• _EXERCISE_:
Count the lines below that contain the word "grass", and give only that number.

• _INFORMATION SHOWN_:
Start of Block
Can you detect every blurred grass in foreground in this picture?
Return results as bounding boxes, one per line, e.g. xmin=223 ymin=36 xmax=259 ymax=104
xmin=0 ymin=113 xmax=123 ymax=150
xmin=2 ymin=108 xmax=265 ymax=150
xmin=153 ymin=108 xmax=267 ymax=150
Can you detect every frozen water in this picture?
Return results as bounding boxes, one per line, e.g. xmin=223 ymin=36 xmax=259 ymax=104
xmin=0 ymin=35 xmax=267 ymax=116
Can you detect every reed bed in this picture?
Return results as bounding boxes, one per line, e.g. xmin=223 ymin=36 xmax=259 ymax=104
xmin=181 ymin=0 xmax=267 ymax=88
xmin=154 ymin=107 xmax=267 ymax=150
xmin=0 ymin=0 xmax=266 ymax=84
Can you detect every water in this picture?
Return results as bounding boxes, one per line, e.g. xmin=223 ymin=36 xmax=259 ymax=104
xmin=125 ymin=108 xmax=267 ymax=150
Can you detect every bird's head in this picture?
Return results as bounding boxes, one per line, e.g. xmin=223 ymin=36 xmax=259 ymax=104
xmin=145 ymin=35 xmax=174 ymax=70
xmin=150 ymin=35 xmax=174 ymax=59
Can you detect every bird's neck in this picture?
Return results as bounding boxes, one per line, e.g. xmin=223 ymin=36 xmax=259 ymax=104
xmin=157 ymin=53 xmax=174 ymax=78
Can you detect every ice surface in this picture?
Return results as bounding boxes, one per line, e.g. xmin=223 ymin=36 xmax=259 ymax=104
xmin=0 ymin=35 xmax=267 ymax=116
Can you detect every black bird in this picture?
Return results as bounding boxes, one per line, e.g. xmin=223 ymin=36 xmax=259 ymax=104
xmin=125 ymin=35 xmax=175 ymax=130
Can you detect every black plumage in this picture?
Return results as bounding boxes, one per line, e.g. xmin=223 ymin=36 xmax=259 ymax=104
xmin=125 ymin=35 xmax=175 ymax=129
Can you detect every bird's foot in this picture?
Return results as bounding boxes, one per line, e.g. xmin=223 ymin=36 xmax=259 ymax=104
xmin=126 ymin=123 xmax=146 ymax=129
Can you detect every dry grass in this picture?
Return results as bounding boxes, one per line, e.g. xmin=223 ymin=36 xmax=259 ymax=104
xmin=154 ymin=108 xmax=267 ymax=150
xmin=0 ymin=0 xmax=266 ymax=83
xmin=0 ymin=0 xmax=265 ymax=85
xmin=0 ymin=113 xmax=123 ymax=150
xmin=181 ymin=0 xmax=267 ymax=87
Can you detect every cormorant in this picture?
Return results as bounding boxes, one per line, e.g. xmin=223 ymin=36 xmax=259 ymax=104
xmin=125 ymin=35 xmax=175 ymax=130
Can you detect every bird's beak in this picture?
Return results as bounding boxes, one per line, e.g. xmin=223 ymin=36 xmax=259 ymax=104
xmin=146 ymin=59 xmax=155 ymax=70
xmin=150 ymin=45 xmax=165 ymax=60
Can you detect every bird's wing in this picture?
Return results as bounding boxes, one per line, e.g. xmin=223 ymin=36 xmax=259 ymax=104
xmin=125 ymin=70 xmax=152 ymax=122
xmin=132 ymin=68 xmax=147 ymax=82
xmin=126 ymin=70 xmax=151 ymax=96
End of Block
• _RESPONSE AREA_:
2